(Entries from a data source)
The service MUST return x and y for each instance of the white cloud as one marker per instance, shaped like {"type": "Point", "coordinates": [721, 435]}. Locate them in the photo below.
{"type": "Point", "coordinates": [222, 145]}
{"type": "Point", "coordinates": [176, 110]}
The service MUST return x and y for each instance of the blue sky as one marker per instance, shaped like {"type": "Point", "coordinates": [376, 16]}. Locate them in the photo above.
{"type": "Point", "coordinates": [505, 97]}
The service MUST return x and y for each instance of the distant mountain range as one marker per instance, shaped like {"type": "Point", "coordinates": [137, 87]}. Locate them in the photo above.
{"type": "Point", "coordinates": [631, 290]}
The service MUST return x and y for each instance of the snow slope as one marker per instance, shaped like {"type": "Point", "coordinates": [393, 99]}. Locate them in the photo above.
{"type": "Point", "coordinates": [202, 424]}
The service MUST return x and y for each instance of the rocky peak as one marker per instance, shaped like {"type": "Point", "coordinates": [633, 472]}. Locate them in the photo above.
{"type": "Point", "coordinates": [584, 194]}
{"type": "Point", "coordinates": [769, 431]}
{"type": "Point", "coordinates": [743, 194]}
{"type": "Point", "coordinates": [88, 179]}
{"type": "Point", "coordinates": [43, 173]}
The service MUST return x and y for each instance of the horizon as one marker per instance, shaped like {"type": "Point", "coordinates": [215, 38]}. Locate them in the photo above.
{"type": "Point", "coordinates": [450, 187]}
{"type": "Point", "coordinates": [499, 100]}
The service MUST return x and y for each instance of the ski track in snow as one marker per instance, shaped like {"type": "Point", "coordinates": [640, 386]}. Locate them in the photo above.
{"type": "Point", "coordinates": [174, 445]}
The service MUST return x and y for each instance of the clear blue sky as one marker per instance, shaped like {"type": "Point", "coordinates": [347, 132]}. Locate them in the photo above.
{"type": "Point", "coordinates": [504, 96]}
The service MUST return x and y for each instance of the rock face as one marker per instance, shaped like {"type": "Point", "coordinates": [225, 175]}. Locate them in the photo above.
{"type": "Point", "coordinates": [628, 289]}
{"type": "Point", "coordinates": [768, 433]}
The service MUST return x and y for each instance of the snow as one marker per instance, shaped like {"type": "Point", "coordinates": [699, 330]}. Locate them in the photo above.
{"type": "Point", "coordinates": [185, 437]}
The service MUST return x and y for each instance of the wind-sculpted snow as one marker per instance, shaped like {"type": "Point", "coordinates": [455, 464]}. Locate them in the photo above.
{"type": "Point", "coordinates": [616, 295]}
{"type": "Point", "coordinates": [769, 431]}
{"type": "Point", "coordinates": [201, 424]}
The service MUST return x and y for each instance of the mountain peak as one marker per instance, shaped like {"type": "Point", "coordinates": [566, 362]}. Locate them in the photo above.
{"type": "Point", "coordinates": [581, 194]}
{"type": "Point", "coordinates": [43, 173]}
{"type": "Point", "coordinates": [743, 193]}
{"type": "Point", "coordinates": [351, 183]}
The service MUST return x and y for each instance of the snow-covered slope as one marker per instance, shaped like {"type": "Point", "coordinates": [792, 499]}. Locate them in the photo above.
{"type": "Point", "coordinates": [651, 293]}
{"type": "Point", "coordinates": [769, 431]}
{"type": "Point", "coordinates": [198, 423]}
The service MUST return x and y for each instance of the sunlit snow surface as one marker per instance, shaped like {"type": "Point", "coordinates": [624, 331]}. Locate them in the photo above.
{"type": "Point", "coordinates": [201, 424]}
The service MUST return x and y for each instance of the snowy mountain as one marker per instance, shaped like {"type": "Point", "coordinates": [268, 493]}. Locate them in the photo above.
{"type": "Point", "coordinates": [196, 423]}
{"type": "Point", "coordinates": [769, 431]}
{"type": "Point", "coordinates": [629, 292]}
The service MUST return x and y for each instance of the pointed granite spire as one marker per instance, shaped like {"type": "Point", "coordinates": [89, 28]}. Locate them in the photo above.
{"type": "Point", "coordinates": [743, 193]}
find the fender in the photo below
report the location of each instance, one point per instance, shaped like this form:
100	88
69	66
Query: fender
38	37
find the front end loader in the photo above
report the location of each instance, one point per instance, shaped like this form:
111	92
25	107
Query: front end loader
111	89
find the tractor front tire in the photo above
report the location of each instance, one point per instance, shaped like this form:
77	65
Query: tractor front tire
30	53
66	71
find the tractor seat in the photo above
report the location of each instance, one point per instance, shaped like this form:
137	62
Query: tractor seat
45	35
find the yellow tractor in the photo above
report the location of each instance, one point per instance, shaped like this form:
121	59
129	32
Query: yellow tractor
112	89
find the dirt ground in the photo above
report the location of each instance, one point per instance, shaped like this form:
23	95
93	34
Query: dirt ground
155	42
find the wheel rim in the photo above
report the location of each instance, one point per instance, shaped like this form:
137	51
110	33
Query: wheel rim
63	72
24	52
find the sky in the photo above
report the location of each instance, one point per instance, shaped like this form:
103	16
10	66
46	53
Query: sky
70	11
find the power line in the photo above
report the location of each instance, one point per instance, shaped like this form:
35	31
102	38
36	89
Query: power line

» **Problem to work on**
Copy out the lines of the entries from the one containing "find the tractor front" through the end of the entries, keeping every character unchanged.

» **Reply**
find the tractor front tire in the photo above
report the location of each instance, one point per instance, shaped like this form:
77	65
Query: tractor front tire
30	53
66	71
find the tractor seat in the photo above
report the location of each instance, one point per instance, shaped like this form:
137	62
Query: tractor seat
45	35
find the yellow tractor in the photo above
report the location of each instance, one point per instance, shaped like this form:
121	59
129	32
Query: yellow tractor
112	89
find the dirt ground in the photo above
report the location of each instance, one point per instance, shaped like this form:
23	95
93	34
Query: dirt ground
155	42
find the wheel rim in the photo above
report the location of each instance, one point per instance, shaped like this form:
137	51
110	33
Query: wheel rim
63	72
24	52
find the sky in the photo above
report the location of each instance, one point per instance, shaped like this form:
103	16
10	66
46	53
Query: sky
70	11
find the power line in the photo above
report the location of each instance, one point per instance, shaped like this form:
35	31
102	38
36	89
Query: power line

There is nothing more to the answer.